▶ [Stated problem]: Your task is to reproduce the entries below word for word.

▶ [Data supplied]:
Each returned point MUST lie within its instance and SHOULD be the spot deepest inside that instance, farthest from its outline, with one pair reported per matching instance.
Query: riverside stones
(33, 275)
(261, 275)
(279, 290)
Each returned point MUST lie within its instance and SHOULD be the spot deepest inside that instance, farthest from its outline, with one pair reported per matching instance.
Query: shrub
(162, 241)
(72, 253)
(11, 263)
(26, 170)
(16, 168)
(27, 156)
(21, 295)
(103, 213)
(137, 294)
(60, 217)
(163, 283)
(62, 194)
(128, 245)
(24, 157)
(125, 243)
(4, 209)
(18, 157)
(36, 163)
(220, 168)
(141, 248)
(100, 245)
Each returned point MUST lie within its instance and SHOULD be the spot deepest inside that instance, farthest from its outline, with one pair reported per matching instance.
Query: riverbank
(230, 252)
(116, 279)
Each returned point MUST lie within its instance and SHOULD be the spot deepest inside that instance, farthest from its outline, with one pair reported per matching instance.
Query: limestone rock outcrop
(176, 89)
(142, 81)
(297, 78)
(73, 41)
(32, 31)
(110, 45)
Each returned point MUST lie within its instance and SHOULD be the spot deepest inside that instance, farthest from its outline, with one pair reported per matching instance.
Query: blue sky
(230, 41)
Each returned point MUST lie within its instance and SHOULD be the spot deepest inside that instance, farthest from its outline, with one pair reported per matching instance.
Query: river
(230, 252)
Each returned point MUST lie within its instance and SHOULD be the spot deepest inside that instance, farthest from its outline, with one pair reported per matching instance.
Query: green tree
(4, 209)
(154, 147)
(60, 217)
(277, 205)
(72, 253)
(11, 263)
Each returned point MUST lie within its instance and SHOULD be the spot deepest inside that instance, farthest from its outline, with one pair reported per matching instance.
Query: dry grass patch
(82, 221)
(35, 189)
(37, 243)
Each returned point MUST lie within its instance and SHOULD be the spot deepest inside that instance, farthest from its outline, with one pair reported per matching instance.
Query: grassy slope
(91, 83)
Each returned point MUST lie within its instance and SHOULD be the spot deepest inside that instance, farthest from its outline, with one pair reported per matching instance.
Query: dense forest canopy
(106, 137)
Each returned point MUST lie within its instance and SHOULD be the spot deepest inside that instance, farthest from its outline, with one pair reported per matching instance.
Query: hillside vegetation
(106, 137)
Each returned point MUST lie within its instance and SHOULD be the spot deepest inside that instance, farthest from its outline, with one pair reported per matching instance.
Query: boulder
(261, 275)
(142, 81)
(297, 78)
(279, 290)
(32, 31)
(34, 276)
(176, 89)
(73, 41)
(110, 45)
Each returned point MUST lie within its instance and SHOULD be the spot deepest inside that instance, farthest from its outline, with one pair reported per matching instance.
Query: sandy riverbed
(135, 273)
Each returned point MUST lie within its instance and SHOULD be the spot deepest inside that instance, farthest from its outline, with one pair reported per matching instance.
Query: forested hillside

▶ [Written answer]:
Each returned point MUST lie within its instance and SHOULD be the spot deepest inside that instance, farthest from its outline, with one pair reported per matching instance.
Query: riverside stones
(33, 275)
(261, 275)
(279, 290)
Each returned point MUST lie within its instance and SHOULD be the spot deepest inside that instance, farthest from its outline, with one pair reported per matching instance.
Query: shrub
(162, 241)
(72, 253)
(11, 263)
(26, 170)
(16, 168)
(27, 156)
(21, 295)
(103, 213)
(137, 294)
(60, 217)
(163, 283)
(62, 194)
(128, 245)
(24, 157)
(125, 243)
(4, 209)
(18, 157)
(36, 163)
(220, 168)
(141, 248)
(100, 245)
Each returned point MUST lie within its instance and SHOULD be the spot deepest inside that instance, farthest from its outline, with one pair reported per matching instance.
Query: riverbank
(230, 252)
(116, 279)
Each returned point MUST lie within its instance and SHOULD be the spot deepest inside that instance, farthest from its outline, with one pair reported per matching instance.
Query: limestone rock outcrop
(176, 89)
(142, 81)
(297, 78)
(73, 41)
(32, 31)
(110, 45)
Each returned point MUST lie within its instance and SHOULD be the spot deepest inside that instance, farthest from its outline, with one pair reported per matching instance.
Query: blue sky
(230, 41)
Each returned point MUST lie within its instance and SHOULD be the spot deepest inside that instance, farthest from its outline, with one pair reported per matching instance.
Query: river
(230, 252)
Each returned point MUST lie within its instance and SHOULD be the spot deepest inside that instance, farthest from its outline, with one pair reported per matching instance.
Query: green tree
(4, 209)
(154, 147)
(60, 217)
(277, 205)
(72, 253)
(11, 263)
Each returned point MUST lie within its instance and SHOULD be the spot deepest inside that instance, farthest from its outline, with one pair reported per matching instance.
Query: dry grass patch
(82, 221)
(35, 189)
(37, 243)
Each returned point MUST lie within its instance and SHOULD be the spot deepest inside that instance, farthest from its outline, with one pair reported per matching instance.
Query: grassy slope
(91, 83)
Each returned point MUST lie within its instance and SHOULD be the spot deepest inside that instance, farthest from its outline, with one pair reported per matching instance.
Query: dense forest canopy
(106, 137)
Each returned point MUST lie within its instance and SHOULD be the spot deepest inside that instance, farthest from its outline, with one pair reported per matching instance.
Query: hillside vegetation
(106, 137)
Each returned point MUST lie within its instance and SHOULD be the spot deepest inside that instance, farthest from its outline, with one pair reported per matching instance.
Query: boulder
(261, 275)
(142, 81)
(297, 78)
(279, 290)
(32, 31)
(34, 276)
(176, 89)
(73, 41)
(110, 45)
Each returned point MUST lie within its instance and SHOULD be the spot deepest inside that instance, farthest from its outline, with one pair reported per matching instance.
Query: sandy riverbed
(135, 273)
Each returned point MUST lie within its instance and SHOULD be the spot deepest inside that instance, farthest from its outline, with one pair reported per matching instance.
Query: forested hillside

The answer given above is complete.